Exactly reproduce each line of the listing that follows.

Boundary annotation records
* * *
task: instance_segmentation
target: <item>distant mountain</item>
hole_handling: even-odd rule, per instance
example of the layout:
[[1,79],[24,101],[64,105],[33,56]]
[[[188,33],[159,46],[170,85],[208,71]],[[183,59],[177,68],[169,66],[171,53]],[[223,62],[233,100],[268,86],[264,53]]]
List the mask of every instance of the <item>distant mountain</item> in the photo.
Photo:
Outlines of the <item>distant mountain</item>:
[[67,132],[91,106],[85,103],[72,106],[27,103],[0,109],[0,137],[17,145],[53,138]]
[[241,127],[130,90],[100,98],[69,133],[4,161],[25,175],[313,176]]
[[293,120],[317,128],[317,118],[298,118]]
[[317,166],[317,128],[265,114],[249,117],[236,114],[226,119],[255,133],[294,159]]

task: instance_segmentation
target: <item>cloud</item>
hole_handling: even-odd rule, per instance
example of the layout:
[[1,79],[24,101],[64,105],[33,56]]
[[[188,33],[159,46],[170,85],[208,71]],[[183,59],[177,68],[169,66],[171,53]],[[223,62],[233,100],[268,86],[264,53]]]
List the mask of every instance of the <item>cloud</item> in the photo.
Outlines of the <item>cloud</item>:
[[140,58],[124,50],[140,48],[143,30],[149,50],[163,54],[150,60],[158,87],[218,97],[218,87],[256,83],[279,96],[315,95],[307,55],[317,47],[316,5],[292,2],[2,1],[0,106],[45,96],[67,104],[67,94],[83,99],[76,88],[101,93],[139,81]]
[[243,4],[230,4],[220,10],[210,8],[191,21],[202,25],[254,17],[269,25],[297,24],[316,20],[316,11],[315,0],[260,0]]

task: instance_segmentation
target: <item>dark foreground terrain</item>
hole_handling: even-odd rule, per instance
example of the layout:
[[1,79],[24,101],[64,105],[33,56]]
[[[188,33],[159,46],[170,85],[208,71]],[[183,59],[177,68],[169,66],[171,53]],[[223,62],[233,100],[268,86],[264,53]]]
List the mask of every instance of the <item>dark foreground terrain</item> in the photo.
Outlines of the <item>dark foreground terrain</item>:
* * *
§ WRITTEN SOLUTION
task: instance_segmentation
target: <item>distant mountain</item>
hole_handling: even-odd rule, per instance
example of the layout:
[[1,79],[24,101],[64,105],[33,56]]
[[[188,33],[159,46],[170,85],[208,71]],[[183,59],[177,68],[169,66],[171,53]],[[223,62],[233,100],[268,86],[264,53]]]
List the mask of every instance of the <item>distant mountain</item> in the photo.
Photo:
Outlines of the <item>distant mountain</item>:
[[67,132],[91,106],[85,103],[72,106],[27,103],[0,109],[0,137],[17,145],[53,138]]
[[241,127],[130,90],[100,98],[69,133],[4,161],[25,175],[313,176]]
[[293,120],[317,128],[317,118],[298,118]]
[[317,166],[317,128],[265,114],[249,117],[236,114],[226,119],[255,133],[294,159]]

task: instance_segmentation
target: <item>cloud</item>
hole_handling: even-odd rule, per instance
example of the layout:
[[1,79],[24,101],[64,105],[33,56]]
[[[188,33],[159,46],[170,85],[208,71]],[[183,59],[177,68],[169,66],[171,53]],[[223,62],[233,100],[268,86],[264,53]]]
List the mask of every instance of the <item>cloud</item> in the photo.
Outlines of the <item>cloud</item>:
[[140,58],[124,50],[140,48],[143,30],[149,50],[163,54],[150,60],[158,87],[218,97],[218,87],[256,83],[279,96],[315,95],[307,55],[317,47],[316,5],[292,2],[2,1],[0,106],[45,96],[67,104],[67,94],[83,99],[76,88],[101,93],[139,81]]
[[243,4],[230,4],[220,10],[210,8],[191,21],[202,25],[254,17],[269,25],[297,24],[316,20],[316,11],[315,0],[260,0]]

task: instance_segmentation
target: <item>dark foreground terrain</item>
hole_handling: even-odd rule, per instance
example of the layout:
[[1,79],[24,101],[64,105],[33,56]]
[[[188,33],[159,46],[170,85],[208,71]],[[183,59],[177,68],[169,66],[171,53]],[[223,62],[233,100],[268,86],[264,53]]]
List the mask of every instance of the <item>dark foreground terrain</item> in the photo.
Outlines of the <item>dark foreground terrain</item>:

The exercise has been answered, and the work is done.